▶ _Work to complete_: Find each line in the rows below that contains the word "overcast", with case counting, and copy those lines out.
------------------------
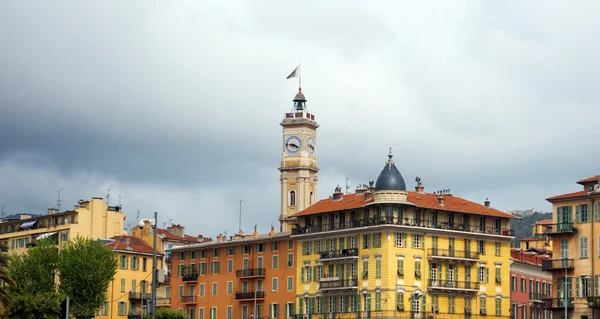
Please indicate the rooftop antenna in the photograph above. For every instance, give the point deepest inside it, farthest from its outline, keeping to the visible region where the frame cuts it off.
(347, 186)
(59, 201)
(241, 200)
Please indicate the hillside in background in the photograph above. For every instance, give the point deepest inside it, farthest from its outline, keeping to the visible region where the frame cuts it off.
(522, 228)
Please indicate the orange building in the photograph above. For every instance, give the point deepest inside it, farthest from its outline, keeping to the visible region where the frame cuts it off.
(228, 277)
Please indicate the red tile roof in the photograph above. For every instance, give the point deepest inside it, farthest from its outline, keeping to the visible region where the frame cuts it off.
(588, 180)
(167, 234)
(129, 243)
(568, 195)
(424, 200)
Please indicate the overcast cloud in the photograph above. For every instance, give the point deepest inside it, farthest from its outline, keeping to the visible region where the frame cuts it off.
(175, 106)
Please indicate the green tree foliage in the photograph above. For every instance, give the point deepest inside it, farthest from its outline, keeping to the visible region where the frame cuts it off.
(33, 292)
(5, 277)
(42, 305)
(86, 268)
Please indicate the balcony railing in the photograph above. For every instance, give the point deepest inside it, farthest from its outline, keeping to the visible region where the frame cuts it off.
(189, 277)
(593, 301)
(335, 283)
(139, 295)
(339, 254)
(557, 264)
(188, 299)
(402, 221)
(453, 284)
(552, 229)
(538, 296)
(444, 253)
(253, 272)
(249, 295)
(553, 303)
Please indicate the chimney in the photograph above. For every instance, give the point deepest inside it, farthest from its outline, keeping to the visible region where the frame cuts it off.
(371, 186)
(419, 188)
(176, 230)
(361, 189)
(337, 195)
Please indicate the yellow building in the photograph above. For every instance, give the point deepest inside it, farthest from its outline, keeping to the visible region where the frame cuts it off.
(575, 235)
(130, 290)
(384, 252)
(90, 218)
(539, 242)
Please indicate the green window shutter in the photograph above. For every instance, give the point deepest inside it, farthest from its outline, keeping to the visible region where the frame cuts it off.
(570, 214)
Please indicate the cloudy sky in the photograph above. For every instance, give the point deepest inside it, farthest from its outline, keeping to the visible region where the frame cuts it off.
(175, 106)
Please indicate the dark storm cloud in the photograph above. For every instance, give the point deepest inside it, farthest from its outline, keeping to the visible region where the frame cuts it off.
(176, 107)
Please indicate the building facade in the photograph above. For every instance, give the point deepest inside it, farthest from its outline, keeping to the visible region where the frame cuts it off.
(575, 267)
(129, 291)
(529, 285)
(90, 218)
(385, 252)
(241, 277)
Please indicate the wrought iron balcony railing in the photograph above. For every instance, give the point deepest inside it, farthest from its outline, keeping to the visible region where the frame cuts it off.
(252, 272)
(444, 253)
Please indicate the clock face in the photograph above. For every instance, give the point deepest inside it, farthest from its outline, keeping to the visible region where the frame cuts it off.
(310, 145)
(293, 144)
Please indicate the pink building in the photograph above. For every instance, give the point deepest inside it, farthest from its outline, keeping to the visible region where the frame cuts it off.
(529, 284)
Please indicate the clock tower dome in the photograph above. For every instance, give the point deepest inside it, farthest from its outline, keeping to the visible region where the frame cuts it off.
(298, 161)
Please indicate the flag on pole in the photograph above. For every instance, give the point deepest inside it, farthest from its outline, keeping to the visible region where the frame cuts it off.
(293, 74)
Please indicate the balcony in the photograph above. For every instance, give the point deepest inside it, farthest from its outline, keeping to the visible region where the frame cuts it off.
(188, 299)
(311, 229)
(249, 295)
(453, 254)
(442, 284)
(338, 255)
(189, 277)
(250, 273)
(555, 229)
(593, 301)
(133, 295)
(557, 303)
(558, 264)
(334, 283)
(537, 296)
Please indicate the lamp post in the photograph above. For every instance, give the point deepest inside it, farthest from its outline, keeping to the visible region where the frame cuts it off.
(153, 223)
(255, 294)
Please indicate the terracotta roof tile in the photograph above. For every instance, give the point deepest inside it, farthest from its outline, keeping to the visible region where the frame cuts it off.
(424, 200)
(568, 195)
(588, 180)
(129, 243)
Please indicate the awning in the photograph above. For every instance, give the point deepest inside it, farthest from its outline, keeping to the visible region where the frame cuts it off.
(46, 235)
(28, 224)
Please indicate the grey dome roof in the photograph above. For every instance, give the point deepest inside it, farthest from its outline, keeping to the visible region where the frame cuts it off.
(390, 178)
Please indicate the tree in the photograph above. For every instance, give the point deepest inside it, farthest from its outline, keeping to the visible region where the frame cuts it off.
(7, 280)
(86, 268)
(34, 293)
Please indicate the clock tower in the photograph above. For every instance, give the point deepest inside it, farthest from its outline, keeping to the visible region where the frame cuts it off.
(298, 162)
------------------------
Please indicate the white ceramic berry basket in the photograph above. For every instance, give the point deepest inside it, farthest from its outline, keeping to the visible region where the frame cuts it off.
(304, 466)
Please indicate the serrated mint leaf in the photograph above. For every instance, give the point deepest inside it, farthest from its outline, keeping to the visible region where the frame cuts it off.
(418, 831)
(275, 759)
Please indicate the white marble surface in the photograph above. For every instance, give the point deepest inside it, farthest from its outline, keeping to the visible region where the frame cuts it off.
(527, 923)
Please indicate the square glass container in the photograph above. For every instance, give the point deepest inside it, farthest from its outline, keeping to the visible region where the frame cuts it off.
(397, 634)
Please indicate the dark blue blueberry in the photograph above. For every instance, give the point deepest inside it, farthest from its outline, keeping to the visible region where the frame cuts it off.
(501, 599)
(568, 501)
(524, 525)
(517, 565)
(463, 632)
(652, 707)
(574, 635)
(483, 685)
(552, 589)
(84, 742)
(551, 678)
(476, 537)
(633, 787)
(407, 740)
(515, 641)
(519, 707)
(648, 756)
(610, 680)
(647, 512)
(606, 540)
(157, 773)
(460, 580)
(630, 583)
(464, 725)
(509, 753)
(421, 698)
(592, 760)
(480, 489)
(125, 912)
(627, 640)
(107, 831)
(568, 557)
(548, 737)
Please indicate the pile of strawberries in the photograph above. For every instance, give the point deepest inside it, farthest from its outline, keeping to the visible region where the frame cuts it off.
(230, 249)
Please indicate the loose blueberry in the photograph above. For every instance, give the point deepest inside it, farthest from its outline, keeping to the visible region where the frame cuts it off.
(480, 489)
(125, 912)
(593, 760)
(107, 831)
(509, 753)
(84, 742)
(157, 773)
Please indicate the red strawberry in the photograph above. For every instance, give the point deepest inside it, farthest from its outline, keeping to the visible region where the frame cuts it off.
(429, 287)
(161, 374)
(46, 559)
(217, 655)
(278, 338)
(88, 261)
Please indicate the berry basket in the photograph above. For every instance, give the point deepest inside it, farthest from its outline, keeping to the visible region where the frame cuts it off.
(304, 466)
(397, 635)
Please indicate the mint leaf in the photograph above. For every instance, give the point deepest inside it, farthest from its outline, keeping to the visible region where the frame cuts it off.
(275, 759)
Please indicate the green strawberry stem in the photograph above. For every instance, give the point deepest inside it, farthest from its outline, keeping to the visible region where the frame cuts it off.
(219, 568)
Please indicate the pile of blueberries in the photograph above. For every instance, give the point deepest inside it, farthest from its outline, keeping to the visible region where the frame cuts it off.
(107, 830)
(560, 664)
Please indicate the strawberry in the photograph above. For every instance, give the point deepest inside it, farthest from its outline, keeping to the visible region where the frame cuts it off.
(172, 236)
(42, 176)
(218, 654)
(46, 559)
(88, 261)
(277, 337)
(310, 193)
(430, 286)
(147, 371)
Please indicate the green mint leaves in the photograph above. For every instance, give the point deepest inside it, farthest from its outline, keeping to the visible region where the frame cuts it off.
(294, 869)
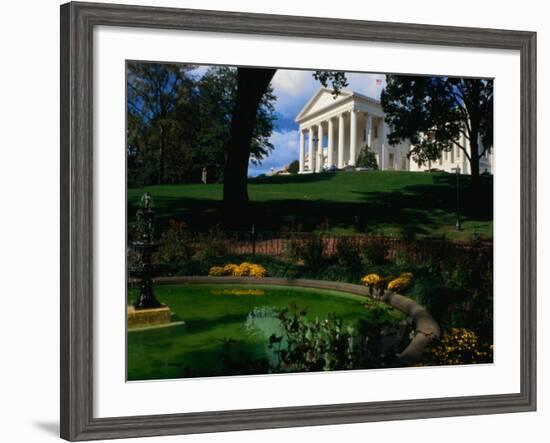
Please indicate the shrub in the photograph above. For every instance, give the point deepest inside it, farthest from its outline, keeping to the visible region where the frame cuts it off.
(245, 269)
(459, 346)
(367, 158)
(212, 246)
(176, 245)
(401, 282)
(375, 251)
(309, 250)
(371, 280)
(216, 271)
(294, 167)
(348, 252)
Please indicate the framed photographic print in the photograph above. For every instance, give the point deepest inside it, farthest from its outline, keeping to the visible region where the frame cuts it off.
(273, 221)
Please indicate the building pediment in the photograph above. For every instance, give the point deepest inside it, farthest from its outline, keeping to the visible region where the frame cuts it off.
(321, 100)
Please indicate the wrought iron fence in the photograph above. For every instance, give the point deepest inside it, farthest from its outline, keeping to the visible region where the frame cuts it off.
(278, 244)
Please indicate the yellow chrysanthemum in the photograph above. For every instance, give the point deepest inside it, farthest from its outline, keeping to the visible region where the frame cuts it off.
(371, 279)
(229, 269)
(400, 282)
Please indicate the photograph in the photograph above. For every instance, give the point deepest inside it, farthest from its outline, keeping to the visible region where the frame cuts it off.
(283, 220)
------------------------
▶ _Solution to this exercise_:
Please indicate the overcast cloud in the photograph above. For every instance, give the point deepest inside it, farthest from its outline, keeping to the visible region where the frame cuts it off.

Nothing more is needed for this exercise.